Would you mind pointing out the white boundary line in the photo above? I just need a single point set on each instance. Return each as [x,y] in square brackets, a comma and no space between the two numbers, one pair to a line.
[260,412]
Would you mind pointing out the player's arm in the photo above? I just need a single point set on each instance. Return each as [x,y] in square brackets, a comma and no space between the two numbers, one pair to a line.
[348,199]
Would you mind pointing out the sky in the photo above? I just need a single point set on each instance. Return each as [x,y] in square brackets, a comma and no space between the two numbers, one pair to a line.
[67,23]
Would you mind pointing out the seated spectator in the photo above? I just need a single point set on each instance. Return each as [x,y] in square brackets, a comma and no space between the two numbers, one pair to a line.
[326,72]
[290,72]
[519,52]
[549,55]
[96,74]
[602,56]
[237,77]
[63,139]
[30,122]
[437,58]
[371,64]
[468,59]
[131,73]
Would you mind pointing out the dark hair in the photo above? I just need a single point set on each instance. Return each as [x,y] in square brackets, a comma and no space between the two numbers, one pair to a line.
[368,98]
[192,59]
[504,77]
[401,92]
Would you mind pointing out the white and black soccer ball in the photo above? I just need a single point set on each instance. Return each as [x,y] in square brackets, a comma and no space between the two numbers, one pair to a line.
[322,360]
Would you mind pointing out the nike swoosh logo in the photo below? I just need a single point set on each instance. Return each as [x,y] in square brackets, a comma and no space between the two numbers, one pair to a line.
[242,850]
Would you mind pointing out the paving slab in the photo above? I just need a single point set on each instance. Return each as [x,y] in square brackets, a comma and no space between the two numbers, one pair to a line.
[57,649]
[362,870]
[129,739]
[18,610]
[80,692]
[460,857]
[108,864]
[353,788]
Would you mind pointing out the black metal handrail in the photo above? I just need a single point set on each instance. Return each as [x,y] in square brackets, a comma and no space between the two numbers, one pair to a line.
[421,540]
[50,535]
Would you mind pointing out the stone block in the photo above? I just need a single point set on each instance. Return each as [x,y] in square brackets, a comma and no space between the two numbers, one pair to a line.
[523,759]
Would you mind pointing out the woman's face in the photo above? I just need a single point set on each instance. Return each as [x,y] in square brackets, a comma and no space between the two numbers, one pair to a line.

--

(STATED GOAL) Produce an exact copy of the whole listing.

(ANSWER TO THIS TASK)
Would you mind pointing out the white boundary line in the photo above? I just need a single point set on each instance. Return each as [x,y] in square brackets, a comma and no space between the two numbers, one pair to a line.
[260,412]
Would you mind pointing out the player's arm in the photo above? I just need a single point set on each instance. Return each as [x,y] in square brackets, a comma and no space between the two numbers, one pair to a line.
[348,199]
Would you mind pointing out the sky in the photo above? I just need a single point set on each instance. Return each as [x,y] in square brackets, a comma and no space between the two numbers, one pair to a line.
[67,23]
Would you mind pointing out the seated spectator in the photo above? I just need a single point set on each instance. Return each as [x,y] in square brackets, a comma and no space between the two numbers, one pair to a line.
[326,72]
[290,72]
[519,52]
[549,55]
[96,74]
[602,56]
[237,77]
[63,139]
[30,122]
[437,58]
[371,64]
[468,59]
[131,73]
Would you mind pointing out the dark hair in the photo above? I just need a single point set on each instance. Return each as [x,y] in square brackets, a comma and no space between the two numbers, one pair to a line.
[368,98]
[192,59]
[504,77]
[401,92]
Would you mind pointing out the white and black soccer ball in the photo above? I just need a single point set on each instance. Return each as [x,y] in square brackets, a comma and no space between the two numbers, one pair to a line.
[322,360]
Would you mind pointing out the nike swoosh logo in the photo below? I just need a single point set on each instance. Return each as [x,y] in square brackets, a comma and no space between the two numbers, one pair to a line.
[242,850]
Would you mind pointing out the paving slab in the photo above? I just need a single point set on each instance. Return each as [x,y] in square brackets, a comma and no space between the two numbers, one pair to a line.
[57,649]
[362,870]
[129,739]
[18,610]
[80,692]
[460,857]
[108,864]
[353,788]
Would you mind pointing out the black metal handrail in the photo above? I just need a single point set on each instance. Return each as [x,y] in square brackets, a comma and no space between the two numbers, one pair to a line.
[421,540]
[50,535]
Would you mind pointing out the stone block in the photo above? I just need a single point set on each instance. Return each as [x,y] in square brackets, a comma and no space between the two numbers, one pair to a line.
[523,759]
Would you mind pointing out the woman's face in the photo above? I just need a single point set on each instance. Return each as [x,y] in square brackets, a comma and no space between the two numbers, one pair to a line.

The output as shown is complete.